- [Énoncé]
Recopiez les lignes qui vont de celle contenant "Step 1: scan the image for background" jusqu'à celle contenant "[317,322,429,413]", en remplaçant "snug" par "tight" et sans rien modifier d'autre.

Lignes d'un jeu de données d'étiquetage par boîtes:
····················

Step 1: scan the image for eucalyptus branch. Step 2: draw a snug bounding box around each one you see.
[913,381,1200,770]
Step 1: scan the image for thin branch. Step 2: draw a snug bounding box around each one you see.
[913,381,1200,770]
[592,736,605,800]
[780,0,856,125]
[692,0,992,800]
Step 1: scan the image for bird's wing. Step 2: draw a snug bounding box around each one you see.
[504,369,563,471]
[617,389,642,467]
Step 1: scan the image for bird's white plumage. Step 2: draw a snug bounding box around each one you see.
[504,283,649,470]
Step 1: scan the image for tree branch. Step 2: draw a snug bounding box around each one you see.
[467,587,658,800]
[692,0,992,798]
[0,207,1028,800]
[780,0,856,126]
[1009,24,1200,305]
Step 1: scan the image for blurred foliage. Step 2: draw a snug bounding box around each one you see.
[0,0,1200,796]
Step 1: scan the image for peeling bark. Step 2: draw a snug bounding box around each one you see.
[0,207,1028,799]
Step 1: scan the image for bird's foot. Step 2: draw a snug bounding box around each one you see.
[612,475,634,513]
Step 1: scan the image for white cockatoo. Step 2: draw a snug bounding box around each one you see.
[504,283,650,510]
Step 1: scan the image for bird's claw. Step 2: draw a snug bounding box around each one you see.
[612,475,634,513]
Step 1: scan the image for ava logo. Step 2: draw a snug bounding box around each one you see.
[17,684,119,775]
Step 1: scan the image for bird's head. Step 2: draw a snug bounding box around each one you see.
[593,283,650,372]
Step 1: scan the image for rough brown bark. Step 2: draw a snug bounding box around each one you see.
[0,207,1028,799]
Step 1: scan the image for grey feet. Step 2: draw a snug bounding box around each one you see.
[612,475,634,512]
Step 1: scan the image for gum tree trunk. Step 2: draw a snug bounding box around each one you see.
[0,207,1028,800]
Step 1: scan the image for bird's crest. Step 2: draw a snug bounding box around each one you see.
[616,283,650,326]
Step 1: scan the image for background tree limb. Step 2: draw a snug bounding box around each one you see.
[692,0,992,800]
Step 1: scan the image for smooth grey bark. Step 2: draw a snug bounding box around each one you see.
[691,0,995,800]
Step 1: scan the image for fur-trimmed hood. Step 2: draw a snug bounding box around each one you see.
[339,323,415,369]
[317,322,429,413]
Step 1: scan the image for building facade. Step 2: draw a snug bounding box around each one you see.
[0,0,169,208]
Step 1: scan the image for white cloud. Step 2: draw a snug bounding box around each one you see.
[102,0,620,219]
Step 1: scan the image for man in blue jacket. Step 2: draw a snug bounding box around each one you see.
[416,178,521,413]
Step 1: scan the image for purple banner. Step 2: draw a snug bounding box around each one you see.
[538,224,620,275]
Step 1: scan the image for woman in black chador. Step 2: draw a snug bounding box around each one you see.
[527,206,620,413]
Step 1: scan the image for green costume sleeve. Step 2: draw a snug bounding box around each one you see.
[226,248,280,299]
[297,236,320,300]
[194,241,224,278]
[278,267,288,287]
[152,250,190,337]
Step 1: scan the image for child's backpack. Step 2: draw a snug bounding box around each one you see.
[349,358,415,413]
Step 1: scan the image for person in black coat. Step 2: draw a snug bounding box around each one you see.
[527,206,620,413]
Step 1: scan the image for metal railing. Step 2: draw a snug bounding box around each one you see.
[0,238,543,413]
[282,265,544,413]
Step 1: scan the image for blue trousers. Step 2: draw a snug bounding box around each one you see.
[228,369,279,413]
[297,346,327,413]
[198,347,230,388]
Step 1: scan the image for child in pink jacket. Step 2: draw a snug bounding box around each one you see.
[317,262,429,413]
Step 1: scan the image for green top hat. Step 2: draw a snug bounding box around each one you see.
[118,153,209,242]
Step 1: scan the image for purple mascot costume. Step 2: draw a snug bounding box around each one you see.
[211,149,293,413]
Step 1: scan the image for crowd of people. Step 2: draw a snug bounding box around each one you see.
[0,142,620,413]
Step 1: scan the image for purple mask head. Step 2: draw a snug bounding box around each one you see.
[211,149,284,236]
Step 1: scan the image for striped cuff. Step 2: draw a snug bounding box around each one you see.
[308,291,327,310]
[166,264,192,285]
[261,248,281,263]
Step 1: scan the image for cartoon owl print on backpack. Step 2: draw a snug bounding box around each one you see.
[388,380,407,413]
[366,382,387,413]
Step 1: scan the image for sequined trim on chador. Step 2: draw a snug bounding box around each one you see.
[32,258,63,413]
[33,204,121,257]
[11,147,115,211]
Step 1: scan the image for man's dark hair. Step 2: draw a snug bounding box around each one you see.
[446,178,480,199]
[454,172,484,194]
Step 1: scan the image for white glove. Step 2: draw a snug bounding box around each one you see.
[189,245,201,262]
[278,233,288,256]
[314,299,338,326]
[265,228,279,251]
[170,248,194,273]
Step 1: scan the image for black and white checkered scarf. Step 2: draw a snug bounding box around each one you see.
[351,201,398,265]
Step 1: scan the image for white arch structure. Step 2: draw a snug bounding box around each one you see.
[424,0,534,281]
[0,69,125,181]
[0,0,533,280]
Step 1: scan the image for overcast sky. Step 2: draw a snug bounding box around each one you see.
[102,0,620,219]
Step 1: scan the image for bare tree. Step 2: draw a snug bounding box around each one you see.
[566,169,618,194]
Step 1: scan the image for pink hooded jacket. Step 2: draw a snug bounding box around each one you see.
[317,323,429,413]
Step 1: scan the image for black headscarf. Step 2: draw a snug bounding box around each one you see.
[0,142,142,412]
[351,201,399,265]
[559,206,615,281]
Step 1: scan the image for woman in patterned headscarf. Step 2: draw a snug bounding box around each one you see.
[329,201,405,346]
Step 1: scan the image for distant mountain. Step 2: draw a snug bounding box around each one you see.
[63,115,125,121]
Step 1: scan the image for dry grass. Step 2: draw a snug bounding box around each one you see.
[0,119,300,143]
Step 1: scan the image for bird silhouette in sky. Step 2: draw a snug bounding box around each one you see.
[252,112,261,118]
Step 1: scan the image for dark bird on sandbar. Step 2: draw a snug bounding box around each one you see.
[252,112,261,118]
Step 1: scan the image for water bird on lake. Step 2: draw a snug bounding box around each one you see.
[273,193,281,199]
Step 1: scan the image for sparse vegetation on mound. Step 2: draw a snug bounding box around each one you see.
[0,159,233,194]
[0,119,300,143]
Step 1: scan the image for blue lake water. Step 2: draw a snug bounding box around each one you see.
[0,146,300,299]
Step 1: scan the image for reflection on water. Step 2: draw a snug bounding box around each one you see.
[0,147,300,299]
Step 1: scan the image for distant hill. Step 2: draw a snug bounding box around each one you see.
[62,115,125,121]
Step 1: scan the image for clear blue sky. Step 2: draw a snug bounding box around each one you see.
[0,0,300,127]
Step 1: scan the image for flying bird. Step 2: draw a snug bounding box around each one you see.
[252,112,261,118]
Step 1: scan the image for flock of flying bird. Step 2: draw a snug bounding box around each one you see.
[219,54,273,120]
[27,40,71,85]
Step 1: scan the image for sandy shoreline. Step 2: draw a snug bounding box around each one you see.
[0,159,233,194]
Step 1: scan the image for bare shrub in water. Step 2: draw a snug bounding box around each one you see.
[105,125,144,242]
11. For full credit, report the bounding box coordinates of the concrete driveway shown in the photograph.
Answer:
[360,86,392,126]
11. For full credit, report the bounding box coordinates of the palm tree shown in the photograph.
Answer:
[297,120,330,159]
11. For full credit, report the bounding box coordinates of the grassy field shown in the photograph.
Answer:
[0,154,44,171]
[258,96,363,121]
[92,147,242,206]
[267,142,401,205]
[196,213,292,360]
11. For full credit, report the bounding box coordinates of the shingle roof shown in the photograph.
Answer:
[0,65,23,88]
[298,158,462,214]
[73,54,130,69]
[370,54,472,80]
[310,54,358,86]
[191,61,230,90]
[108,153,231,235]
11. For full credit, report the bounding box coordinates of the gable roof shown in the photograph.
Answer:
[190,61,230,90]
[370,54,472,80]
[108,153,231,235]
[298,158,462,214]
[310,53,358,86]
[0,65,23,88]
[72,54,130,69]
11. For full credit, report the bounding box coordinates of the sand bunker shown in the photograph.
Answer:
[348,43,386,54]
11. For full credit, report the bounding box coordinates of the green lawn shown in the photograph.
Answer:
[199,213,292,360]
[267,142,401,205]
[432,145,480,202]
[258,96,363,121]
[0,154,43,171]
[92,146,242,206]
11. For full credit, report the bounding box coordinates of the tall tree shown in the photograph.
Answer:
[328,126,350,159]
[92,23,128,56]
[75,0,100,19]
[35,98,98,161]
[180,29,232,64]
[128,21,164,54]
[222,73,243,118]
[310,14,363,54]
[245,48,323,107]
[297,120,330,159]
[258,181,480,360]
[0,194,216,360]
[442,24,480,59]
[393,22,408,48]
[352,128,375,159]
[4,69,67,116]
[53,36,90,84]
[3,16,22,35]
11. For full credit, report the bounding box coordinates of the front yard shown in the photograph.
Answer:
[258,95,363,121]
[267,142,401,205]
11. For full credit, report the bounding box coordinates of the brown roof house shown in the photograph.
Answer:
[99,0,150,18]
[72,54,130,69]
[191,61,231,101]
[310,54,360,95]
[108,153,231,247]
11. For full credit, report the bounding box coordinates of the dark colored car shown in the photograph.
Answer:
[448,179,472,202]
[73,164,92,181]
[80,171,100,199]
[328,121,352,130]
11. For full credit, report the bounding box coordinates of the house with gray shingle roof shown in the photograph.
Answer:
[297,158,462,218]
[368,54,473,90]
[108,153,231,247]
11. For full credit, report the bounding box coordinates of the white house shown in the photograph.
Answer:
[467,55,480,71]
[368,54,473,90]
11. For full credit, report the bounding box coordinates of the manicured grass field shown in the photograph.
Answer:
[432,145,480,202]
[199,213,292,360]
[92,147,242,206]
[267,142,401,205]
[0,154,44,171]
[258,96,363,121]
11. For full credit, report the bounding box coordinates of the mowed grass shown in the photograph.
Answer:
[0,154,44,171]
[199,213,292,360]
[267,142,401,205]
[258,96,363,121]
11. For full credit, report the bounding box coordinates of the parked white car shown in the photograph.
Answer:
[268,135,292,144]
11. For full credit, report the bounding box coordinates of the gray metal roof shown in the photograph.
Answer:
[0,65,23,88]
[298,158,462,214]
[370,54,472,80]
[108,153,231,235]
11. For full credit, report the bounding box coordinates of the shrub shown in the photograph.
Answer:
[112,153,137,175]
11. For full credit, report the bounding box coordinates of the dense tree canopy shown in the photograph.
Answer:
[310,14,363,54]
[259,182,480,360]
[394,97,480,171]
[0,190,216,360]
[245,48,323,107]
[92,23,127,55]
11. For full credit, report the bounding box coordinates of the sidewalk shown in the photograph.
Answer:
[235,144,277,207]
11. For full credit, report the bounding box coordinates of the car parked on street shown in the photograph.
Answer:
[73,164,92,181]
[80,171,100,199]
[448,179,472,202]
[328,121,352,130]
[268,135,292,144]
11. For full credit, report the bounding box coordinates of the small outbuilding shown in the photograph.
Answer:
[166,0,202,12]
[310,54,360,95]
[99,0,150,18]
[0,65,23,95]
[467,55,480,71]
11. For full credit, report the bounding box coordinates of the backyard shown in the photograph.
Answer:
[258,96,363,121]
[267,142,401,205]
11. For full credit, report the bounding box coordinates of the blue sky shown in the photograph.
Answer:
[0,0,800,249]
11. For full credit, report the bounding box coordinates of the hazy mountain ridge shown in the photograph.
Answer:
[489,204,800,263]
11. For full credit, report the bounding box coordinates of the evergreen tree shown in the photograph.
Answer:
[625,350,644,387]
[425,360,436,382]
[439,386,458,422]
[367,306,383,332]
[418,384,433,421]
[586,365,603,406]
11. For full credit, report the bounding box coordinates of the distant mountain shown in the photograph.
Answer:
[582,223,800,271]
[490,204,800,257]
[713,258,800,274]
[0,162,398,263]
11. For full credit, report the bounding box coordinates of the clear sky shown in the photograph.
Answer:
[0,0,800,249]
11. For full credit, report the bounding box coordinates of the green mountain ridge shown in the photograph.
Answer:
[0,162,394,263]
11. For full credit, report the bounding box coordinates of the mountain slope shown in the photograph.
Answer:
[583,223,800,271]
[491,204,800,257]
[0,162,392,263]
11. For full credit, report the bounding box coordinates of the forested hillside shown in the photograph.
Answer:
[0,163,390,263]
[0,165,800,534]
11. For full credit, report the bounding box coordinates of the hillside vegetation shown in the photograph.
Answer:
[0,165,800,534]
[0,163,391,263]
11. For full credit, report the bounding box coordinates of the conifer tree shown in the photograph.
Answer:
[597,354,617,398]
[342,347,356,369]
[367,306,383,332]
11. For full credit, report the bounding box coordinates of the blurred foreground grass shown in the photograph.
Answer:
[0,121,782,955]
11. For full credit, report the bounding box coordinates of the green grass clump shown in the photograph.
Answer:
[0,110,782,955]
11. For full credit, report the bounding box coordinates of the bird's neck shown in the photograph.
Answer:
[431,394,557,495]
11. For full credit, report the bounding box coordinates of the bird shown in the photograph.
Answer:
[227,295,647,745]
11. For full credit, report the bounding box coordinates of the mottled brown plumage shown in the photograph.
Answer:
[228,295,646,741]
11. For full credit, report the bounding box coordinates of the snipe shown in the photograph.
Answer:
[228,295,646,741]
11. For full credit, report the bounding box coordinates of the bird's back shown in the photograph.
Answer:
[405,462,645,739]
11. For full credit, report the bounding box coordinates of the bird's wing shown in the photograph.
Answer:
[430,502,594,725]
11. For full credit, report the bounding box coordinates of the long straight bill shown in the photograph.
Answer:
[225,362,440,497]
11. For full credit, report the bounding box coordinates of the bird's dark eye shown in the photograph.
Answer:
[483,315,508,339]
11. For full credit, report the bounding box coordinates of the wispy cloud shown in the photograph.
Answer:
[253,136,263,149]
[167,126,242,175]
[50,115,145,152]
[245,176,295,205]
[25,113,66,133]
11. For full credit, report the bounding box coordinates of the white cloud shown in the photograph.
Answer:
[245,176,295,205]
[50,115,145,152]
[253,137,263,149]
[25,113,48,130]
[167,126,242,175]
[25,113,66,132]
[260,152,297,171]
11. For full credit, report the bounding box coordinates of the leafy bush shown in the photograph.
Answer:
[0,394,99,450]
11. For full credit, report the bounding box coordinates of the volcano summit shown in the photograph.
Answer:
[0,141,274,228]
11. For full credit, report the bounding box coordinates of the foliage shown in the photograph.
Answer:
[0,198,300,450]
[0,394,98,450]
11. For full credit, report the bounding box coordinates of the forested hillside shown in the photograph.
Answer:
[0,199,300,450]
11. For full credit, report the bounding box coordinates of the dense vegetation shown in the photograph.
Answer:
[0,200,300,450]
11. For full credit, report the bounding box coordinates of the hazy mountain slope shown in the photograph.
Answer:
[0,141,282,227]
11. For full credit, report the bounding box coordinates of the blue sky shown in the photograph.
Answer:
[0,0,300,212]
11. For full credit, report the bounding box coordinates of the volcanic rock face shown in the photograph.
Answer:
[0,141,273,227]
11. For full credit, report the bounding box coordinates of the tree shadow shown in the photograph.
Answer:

····················

- [Corrigé]
Step 1: scan the image for background tree limb. Step 2: draw a tight bounding box around each one you see.
[692,0,992,800]
Step 1: scan the image for smooth grey bark. Step 2: draw a tight bounding box around each one you see.
[691,0,995,800]
Step 1: scan the image for fur-trimmed hood. Step 2: draw a tight bounding box around each one you see.
[339,323,415,369]
[317,322,429,413]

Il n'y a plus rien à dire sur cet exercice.